### Problem to solve:
Please transcribe the entries that follow exactly as they stand, skipping each picture.

=== Section Start ===

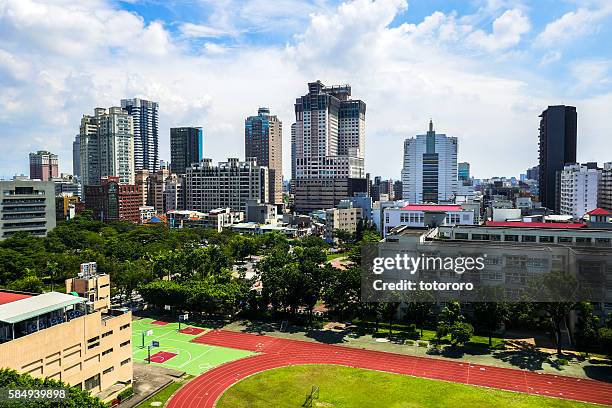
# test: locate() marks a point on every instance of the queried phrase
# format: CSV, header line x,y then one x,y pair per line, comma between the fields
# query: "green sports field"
x,y
344,387
193,358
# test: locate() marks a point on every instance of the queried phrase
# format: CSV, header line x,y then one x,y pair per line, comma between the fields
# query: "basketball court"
x,y
176,349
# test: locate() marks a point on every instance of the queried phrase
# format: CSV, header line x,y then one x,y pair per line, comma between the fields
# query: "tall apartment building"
x,y
263,140
329,143
604,194
110,200
557,149
76,338
107,146
43,165
145,115
26,206
228,184
578,190
185,148
429,174
463,171
76,156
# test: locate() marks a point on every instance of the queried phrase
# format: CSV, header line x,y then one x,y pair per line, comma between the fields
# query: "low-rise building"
x,y
26,206
426,215
76,337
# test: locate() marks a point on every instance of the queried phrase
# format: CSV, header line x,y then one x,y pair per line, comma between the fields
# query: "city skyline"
x,y
403,60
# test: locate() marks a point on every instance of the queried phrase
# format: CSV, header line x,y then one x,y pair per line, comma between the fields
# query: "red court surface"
x,y
206,389
192,330
161,356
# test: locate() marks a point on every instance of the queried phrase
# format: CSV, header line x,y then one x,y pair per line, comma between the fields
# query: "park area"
x,y
343,387
176,349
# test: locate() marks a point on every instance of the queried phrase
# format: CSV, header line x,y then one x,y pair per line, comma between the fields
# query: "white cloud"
x,y
507,32
60,60
572,25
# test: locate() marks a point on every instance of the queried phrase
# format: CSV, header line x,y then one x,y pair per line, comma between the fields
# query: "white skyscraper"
x,y
145,115
429,174
107,146
578,190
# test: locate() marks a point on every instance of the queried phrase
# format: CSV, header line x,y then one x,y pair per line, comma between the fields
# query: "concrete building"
x,y
145,117
76,338
604,194
107,146
43,165
578,190
345,217
185,148
263,140
558,137
426,216
228,184
110,200
26,206
329,144
429,174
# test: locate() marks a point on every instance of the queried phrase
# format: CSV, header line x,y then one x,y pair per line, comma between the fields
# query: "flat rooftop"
x,y
8,297
23,309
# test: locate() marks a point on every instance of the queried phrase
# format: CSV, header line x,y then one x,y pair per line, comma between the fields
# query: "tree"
x,y
461,333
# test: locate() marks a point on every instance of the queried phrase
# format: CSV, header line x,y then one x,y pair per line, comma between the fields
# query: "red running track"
x,y
205,390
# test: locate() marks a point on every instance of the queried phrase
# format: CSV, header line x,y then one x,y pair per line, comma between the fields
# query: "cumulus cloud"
x,y
59,60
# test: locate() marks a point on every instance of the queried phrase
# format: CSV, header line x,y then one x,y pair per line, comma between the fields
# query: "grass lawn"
x,y
164,395
356,388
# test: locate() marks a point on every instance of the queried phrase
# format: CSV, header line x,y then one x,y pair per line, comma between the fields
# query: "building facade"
x,y
329,147
111,201
26,206
578,190
75,338
185,148
263,140
429,174
145,117
43,166
604,195
228,184
107,146
558,138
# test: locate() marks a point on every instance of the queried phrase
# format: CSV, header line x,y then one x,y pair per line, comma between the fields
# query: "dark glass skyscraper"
x,y
185,148
145,116
558,137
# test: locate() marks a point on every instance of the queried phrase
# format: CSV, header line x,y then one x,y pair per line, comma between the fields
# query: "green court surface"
x,y
193,358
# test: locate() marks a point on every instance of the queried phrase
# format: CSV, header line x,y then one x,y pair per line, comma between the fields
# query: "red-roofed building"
x,y
8,297
426,215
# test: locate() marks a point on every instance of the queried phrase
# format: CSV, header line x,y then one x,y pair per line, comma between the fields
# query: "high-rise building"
x,y
145,116
557,149
329,147
263,140
229,184
43,166
27,206
76,156
604,195
185,148
107,146
578,190
111,201
463,171
429,174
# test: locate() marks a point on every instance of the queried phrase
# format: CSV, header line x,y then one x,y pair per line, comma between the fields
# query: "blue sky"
x,y
482,69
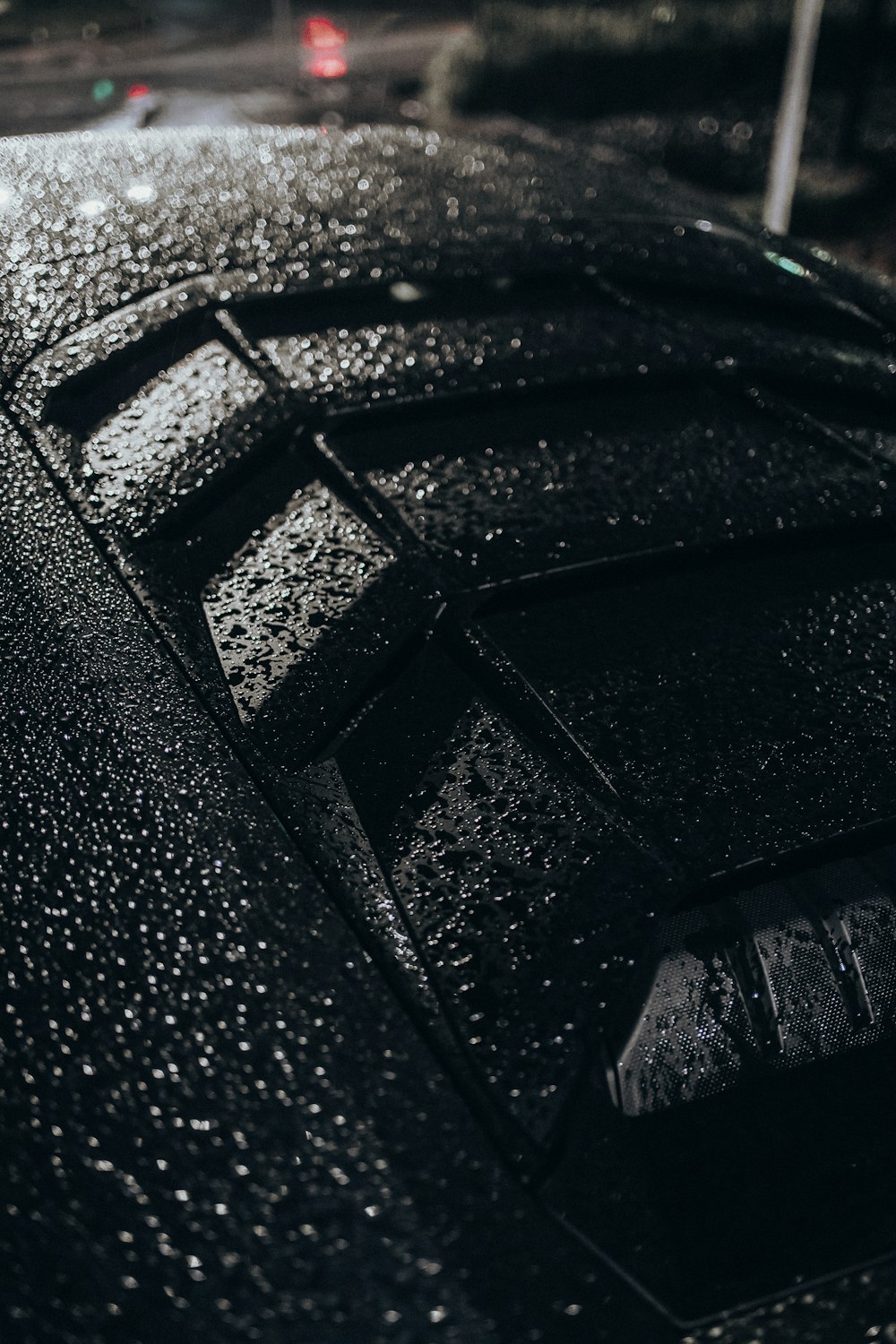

=== Section End ===

### Answer space:
# test: locate() marks a point on every instance of the queried phrase
# format: CSV, header line x,y then one x,y pair per line, comma between the fields
# query: "green sports field"
x,y
344,387
193,358
# test: locate() marks a point on every instance of the queried phrase
# format: CSV, header line x,y then one x,y pair per line, comma between the fields
# query: "basketball court"
x,y
176,349
# test: locate() marks a point on every instance of the queried phrase
# format: CSV, header line x,y then one x,y pair per line, comma between the fields
# query: "tall apartment building"
x,y
263,140
329,143
604,194
110,200
557,149
76,338
107,146
43,165
145,115
26,206
228,184
578,190
185,148
429,174
463,171
76,156
# test: locate() marks a point on every instance of the queried phrase
# format: CSV, header line x,y then one x,y pair per line, comma between the fields
# query: "low-rise building"
x,y
26,206
426,215
76,337
# test: locate() marks a point on every instance of the queried phrase
# format: CSV, header line x,y then one x,y pair per line, comma between the fields
# query: "city skyline"
x,y
403,60
# test: locate() marks a point on every instance of the queried phrase
# format: CSV, header line x,y then one x,y pair per line, comma between the fields
# query: "red court surface"
x,y
206,389
192,330
161,356
# test: locate() marks a point on every instance of the queried phrase
# format: CSV, header line x,y then one x,y pair per line, comma between the fields
# query: "park area"
x,y
343,387
176,349
# test: locate() marks a point on every instance of the queried phrase
# format: CSV, header line x,y then one x,y pair per line, comma between the fields
# query: "white cloud"
x,y
507,32
60,60
572,25
# test: locate() marks a point on every instance of the queried phrase
# format: CSV, header line x,y then one x,y pair per line, comma between the fields
# query: "white skyscraper"
x,y
145,115
429,174
107,146
578,190
# test: locate() marks a point on every instance of the queried phrase
# format: CSV, header line x,y then one x,y pair per line, comma between the fields
# query: "concrete building"
x,y
145,117
76,338
604,194
107,146
43,165
578,190
345,217
185,148
263,140
558,137
426,216
228,184
110,200
26,206
329,144
429,174
# test: locate() marks a point on every instance of the queried phrase
# format: CSV, header line x,y then one x,y pair per line, comma between the fields
# query: "flat rooftop"
x,y
8,297
23,309
# test: locate() marks a point on every instance of the queried phrase
# format: CSV, header line x,y then one x,y pair per line, comma between the fields
# query: "tree"
x,y
461,333
# test: locate() marks a point on every instance of the queried phrase
# format: CSV, header line x,y then one x,y pair per line, comma between the fields
# query: "red running track"
x,y
205,390
# test: locate() marks a point on every instance of the queried phrase
# format: CSV, header line x,y then one x,y pair per line, comma between the fields
# query: "cumulus cloud"
x,y
59,60
# test: locate() marks a point on every instance of the queried phrase
# format: CSV, header line x,y then one x,y pair per line, comma between the fields
# query: "grass lawn"
x,y
164,395
356,388
# test: locate() marks a point on every instance of the queried phrase
# format: CSV, header line x,y then one x,y pair per line, comma between the fields
# query: "building facade"
x,y
329,147
111,201
26,206
578,190
75,338
185,148
263,140
429,174
145,117
43,166
604,195
228,184
107,146
558,138
# test: locate() marks a point on every instance of the queried phrase
# format: CSV, header line x,y then one x,y pair per line, comma between the fields
# query: "dark glass skyscraper"
x,y
185,148
145,116
558,137
# test: locate() marks a point on every instance of the queried phrase
# format: CSV, header line x,y then one x,y pair per line, comma between the fields
# query: "green court surface"
x,y
193,358
# test: locate() marks a point on every instance of the queried phrase
# format: CSV, header line x,y then one x,y pair per line, comma between the fields
# query: "red-roofed building"
x,y
8,297
426,215
# test: locate() marks a point on every instance of the queried phrase
# format: CSV, header line x,y then one x,y pair per line, comma between the fields
# query: "high-rise building"
x,y
145,116
557,149
329,147
263,140
229,184
43,166
27,206
76,156
604,195
185,148
107,146
578,190
111,201
463,171
429,174
# test: locate() marks a point on every instance of the queried phrase
# format: CSV, header line x,y then one x,y pair per line, comma between the fields
# query: "blue sky"
x,y
482,69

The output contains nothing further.